### READING TEXT ###

# Code for Chapter 3: Learning Languages

This notebook provides the code written for and used in the Chapter 3 of my dissertation **_SigmaPie_ for subregular and subsequential grammar induction**. All the links will be added soon. :)

# Generators and evaluators: the setup for the experiments

## Step 1: loading dependencies, including _SigmaPie_

In [2]:
import codecs
from random import choice, randint
from pprint import pprint

# #I'm also adding some more to make things easier
import pickle
def write_report(this, which):
    if which == "data":
        pickle.dump(globals()[this].data, open("results_/" + this + "/data", "wb"))
    elif which == "sample":
        pickle.dump(globals()[this+"_sample"], open("results_/" + this + "/sample", "wb"))
    elif which == "grammar":
        pickle.dump(globals()[this], open("results_/" + this + "/grammar", "wb"))
    print("recorded", which)

In [3]:
# accessing SigmaPie toolkit: I know, horrible!
# I promise I'll make it a package soon
'''%cd local_sigmapie/code/
from main import *
%cd ../..'''
%cd ../SigmaPie/src
from sigmapie import *
%cd ../../subregular-experiments

c:\C\2022Summer\SigmaPie\src

You successfully loaded SigmaPie. 

Formal language classes and grammars available:
	* strictly piecewise: SP(alphabet, grammar, k, data, polar);
	* strictly local: SL(alphabet, grammar, k, data, edges, polar);
	* tier-based strictly local: TSL(alphabet, grammar, k, data, edges, polar, tier);
	* multiple tier-based strictly local: MTSL(alphabet, grammar, k, data, edges, polar).

Alternatively, you can initialize a transducer: FST(states, sigma, gamma, initial, transitions, stout).
Learning algorithm:
	OSTIA: ostia(sample, sigma, gamma).
c:\C\2022Summer\subregular-experiments


In [4]:
def backness_harmony(string):
    """
    Tells if a string is well-formed according to rules
    of Turkish backness harmony.
    """
    front_class, back_class = "Iaou", "ieOU"
    front, back = False, False
    
    for v in front_class + back_class:
        if v in string:
            front = True if v in front_class else front
            back = True if v in back_class else back

    return not (front and back)

### SUPPLIED INFORMATION ###

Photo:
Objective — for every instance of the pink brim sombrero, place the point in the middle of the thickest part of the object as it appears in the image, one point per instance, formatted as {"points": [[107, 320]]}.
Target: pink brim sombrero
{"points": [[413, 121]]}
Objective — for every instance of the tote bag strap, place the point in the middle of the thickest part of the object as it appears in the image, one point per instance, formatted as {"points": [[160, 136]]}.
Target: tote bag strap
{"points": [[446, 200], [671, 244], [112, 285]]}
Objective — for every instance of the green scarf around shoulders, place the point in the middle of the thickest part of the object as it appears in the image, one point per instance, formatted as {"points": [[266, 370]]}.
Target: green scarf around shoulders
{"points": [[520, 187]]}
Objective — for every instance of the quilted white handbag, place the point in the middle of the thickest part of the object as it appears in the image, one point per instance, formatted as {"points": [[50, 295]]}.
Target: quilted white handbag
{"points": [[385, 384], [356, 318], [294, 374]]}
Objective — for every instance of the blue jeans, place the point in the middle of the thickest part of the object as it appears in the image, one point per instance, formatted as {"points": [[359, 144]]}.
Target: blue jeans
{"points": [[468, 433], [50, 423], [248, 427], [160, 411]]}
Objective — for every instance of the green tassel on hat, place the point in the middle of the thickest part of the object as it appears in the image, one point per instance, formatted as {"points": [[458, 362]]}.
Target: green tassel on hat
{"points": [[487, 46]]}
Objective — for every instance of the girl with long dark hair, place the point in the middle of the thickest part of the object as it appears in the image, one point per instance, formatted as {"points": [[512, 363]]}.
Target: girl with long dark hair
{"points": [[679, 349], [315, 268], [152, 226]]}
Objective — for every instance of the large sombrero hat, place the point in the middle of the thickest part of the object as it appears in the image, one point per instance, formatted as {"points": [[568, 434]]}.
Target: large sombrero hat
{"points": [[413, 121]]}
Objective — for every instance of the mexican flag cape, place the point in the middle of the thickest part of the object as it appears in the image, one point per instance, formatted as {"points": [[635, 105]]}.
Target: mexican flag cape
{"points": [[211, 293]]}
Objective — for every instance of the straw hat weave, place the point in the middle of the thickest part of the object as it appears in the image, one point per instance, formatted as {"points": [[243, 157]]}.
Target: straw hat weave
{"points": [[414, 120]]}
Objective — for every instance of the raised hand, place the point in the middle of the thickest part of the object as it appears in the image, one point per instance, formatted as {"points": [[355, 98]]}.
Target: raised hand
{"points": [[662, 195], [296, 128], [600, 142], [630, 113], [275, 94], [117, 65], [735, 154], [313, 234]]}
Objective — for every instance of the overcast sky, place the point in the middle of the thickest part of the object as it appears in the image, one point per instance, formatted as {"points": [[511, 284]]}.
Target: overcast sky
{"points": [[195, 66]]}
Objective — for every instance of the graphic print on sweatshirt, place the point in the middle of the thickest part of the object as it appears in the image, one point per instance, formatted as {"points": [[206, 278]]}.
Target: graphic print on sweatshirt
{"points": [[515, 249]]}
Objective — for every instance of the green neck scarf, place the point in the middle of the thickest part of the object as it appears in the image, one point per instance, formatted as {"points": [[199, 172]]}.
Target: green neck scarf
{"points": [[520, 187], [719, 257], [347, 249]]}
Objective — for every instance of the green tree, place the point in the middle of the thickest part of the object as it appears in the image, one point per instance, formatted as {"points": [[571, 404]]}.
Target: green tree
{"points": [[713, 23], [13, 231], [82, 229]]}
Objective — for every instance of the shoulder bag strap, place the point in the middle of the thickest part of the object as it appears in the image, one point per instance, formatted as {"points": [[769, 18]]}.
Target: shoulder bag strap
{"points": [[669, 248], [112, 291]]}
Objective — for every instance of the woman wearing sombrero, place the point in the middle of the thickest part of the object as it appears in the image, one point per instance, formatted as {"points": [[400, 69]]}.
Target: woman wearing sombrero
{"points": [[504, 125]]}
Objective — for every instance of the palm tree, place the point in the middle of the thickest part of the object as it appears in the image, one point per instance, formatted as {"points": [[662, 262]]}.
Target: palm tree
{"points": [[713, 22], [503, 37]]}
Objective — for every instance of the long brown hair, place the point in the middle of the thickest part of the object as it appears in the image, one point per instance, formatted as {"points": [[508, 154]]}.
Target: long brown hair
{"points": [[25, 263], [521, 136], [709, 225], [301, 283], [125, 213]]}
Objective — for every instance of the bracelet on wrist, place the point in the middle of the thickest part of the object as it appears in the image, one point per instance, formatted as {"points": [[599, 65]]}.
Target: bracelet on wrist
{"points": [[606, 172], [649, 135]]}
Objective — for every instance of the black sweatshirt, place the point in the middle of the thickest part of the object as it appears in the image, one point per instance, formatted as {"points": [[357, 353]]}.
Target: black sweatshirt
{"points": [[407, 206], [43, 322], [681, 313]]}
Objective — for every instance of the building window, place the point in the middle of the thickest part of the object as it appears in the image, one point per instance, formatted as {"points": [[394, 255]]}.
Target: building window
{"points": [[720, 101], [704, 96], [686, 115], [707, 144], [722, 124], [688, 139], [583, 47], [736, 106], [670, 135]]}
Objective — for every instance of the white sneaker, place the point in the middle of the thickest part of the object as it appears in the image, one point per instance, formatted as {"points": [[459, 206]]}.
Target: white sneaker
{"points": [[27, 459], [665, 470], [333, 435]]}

###

• _TASKS_
1. From the Chapter 3 notebook text, quote the passage between "Formal language classes" and "data, edges, polar).", inclusive.
2. Answer these questions using the Chapter 3 notebook text:
(a) Which learning algorithm does the message printed after loading SigmaPie list?
(b) Which module is imported to make the write_report function work?
(c) What is the name of the function that checks a string against Turkish backness harmony?
3. Continue the Chapter 3 notebook text on SigmaPie grammar induction from the point where it stops.
You will not need the rows for any of the work here.

• _RESULTS OF THE TASKS_
1.
Formal language classes and grammars available:
	* strictly piecewise: SP(alphabet, grammar, k, data, polar);
	* strictly local: SL(alphabet, grammar, k, data, edges, polar);
	* tier-based strictly local: TSL(alphabet, grammar, k, data, edges, polar, tier);
	* multiple tier-based strictly local: MTSL(alphabet, grammar, k, data, edges, polar).

2.
(a) OSTIA
(b) pickle
(c) backness_harmony

3.
In [5]:
def rounding_harmony(string):
    """
    Tells if a string is well-formed according to rules
    of Turkish rounding harmony.
    """
    high, low, rounded = "iIuU", "aeoO", "uUoO"
    
    vowels = "".join([v for v in string if v in high + low])
    if len(vowels) < 2:
        return True
    
    ro = vowels[0] in rounded
    
    for v in vowels[1:]:
        if v in low:
            if v in rounded:
                return False
            ro = False
        elif (ro and v not in rounded) or (not ro and v in rounded):
            return False
            
    return True

In [6]:
def backness_and_rounding(string):
    return backness_harmony(string) and rounding_harmony(string)

In [7]:
def turkish_word(length = 10, cons = "x", vowel_cluster = (1, 2),
                          cons_cluster = (0, 3)):
    """
    This generator generates fake Turkish words: namely, the words in which
    the harmonic system and rules of Turkish are preserved, but all consonants
    were substituted by a single given consonant.
    
    Arguments:
    * length (int): a length of a word that needs to be generated;
    * cons (str): a single character (or an empty string if only vowels
                  need to be generated), a "choice" of the consonant 
                  that makes this harmony long-distant;
    * vowel_cluster (tuple[int, int]): a tuple of integers representing
                                       minimal and maximal length of
                                       the vowel cluster;
    * cons_cluster (tuple[int, int]): a tuple of integers representing
                                      minimal and maximal length of
                                      the consonantal cluster.
                                      
    Returns:
    * str: a fake Turkish harmonic word, where all consonants are masked.
    """
    if length < 1:
        raise ValueError("Words cannot be so short.")
    
    vowels = {
        (True, True, True):"u",
        (True, True, False):"I",
        (True, False, True):"o",
        (True, False, False):"a",
        (False, True, True):"U",
        (False, True, False):"i",
        (False, False, True):"O",
        (False, False, False):"e"
    }
    
    backness = choice([True, False])
    height = choice([True, False])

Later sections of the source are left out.